**TEXT SEGMENT**.
* START *
The first war was to topple the Czars and create a communist state. The second war was to leverage that to balance the Christian world while Palestinian conflicts are generated to set the stage for more unrest. The third war will be to ensure the Arab World and the Israeli state destroy each other and to exhaust the world while chaos agents are unleashed to smash it all down. Then the real power figures behind all this will step in and run the world.

Several years ago, I read a scathing article that absolutely dismantles this whole narrative and all the nonsense inside it. Go read this one. Obviously there could be a huge global plot involving the Bilderberg conferences and the Council On Foreign Relations and whatnot, but to me the much more obvious answer here is people like to be shocked. And this is shocking.

Another lesson in this example is just how lazy people can get in quoting things without doing their own research. That’s plastered all over this one too. If you want to see the sort of thing I mean, take a look at a book called The Last Twelve Verses of the Gospel According to S. Mark by John Burgon. It’s really illuminating to see an utter annihilation of sloppy journalism like that, and it’s a lesson particularly suited for the times in which we live.

3. Was the Philadelphia Experiment real?

The story goes that a destroyer escort named the USS Eldridge vanished in a flash of light in October 1943 from the Naval Shipyard in Philadelphia as part of some misguided and disastrous experiments by the Navy to render ships invisible. Incredible details have been tied to the tale, with an eyewitness named Carl Allen ‘reluctantly’ offering exactly what he saw, and describing the terrible fusions of tortured sailors reappearing half-buried in the ship’s very steel.

Nonsense. Total nonsense. It’s a wonderful rabbit hole to go down though, and endlessly fascinating if you only pursue the conspiracy links and believe what you’re told. Lots of salacious details about Einstein’s mystery work that made the experiment possible, and musings about the teleportation that happened and what came of the doomed sailors. At least a couple of movies too.

Then read “Anatomy Of A Hoax: The Philadelphia Experiment Fifty Years Later” in the Journal Of Scientific Exploration, Vol 8, No. 1, pages 47-71 from 1994. No link on this one – I have a hard copy only, but it’s available behind some paywalls. You can see the gist of it here though. Nothing sexy happened at all – just a nutjob spilling weird stories that sounded fascinating and that could sell books, and people did. One twist here is some corroboration that’s often offered with this tale being that two officers at the Office Of Naval Research had copies made of the annotated book where the tale generated. Conspiracists will offer that these officers wouldn’t go to the expense of copying this book if it was nothing but a lunatic spouting nonsense.

But I was a Naval officer, and I love reading stuff like that.

4. Is the Bermuda Triangle real?

For me, the issue of the Bermuda Triangle falls squarely into this pattern I’m describing of a viable kernel of truth at the right time upon which sexy, exciting fables start to mount and pick up steam. It fits the five principles I mentioned earlier quite well, and it hinges on what happened to Flight 19.
* END *
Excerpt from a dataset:
* START *
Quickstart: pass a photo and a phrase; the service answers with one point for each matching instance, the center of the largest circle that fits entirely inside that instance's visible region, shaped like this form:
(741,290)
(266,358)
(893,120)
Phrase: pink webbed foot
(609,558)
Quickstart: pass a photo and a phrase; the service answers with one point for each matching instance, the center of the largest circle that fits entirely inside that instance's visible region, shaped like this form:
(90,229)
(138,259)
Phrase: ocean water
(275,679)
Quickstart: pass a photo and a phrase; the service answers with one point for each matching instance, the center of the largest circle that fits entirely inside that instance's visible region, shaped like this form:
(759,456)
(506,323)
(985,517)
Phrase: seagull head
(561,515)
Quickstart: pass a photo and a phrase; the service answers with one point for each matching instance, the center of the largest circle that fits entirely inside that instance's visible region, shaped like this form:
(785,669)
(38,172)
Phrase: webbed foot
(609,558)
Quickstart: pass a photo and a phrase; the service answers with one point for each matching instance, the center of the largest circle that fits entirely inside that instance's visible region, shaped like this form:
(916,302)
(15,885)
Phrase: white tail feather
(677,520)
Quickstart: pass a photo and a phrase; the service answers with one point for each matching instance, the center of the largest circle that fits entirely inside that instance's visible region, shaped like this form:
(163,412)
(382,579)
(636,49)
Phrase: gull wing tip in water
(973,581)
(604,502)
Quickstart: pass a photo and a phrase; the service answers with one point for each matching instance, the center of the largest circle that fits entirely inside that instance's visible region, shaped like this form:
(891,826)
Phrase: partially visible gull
* END *
**WHAT YOU HAVE TO DO**. Pick up the text on famous conspiracy theories and continue it past its last sentence.

**WRITTEN REPLY**.
Flight 19 was a 1945 training mission comprised of five Avenger torpedo bombers that disappeared off the coast of Florida, at the cost of 27 lives in total (including the PBM Mariner launched to search for the bombers that’s believed to have gone down in flames). This was the tragedy that started the myth in earnest, and it’s the one that formed the original kernel upon which other disasters or incidents (like Kenneth Arnold’s reported UFO’s in 1947 and Charles Mantell’s crash in 1948) were combined into what we know today as a place of UFO’s, mysterious vortices, or rogue waves that maliciously and enigmatically cause unexplained disappearances. If we figure out what happened to Flight 19, then the kernel goes away and it’s much harder to see a definitive pattern tied to this triangle apart from incidents anywhere else on the sea.

So what happened to Flight 19?

I imagine any conspiracist describing Flight 19 to us would emphasize how the instructor had a premonition of some kind that day, because he tried to avoid the training mission entirely. His request for another instructor to take the flight was denied. They might also emphasize how all the compasses of all the planes failed to work, and even the timepieces weren’t functioning. They’ll tell you the sea didn’t even look right. Then everyone just disappeared off the face of the earth and were never heard from again.

But read The Real Story Of Flight 19 by Steve MacGregor and see if there’s a more likely scenario of human failure and fallibility. Consider the possibility that the instructor didn’t have a premonition, but wasn’t feeling well.

I won’t steal any of MacGregor’s thunder and spell out his reasoning, but it’s a story of a mishap on a bad day and not one of aliens. And that’s illustrative of my entire point here with the kernels of truth being targets for agendas and those fascinated with being titillated.

If you’d like a more thorough analysis of Flight 19, with some insights on the likely people dynamics, maybe what the pilots were thinking at the time, which is fascinating to me, take a look at Quasar’s They Flew Into Oblivion. It’s another great read.


But we want sexy, so we find it. Even where it isn’t.

Anyway, that’s what I wanted to talk about today. What do you think about some of these mysteries – did I cover your favorite? Apologies if I dumped cold water on something that inspires you. Wasn’t my intention at all.

And I’ll keep watching those JFK documentaries anyway.

Till next time,

A Terrifying New Threat Enters The Salt Mystic Universe!

Occasionally as we build out the Salt Mystic universe, some spooky new threats pop into existence that surprise even us. Right now, I’m 23k words into a standalone novel set in this world that will shake it like an earthquake, introducing new weaponry and technology, several exciting new locations, and a host of new terrors!

Enter the Day Giant.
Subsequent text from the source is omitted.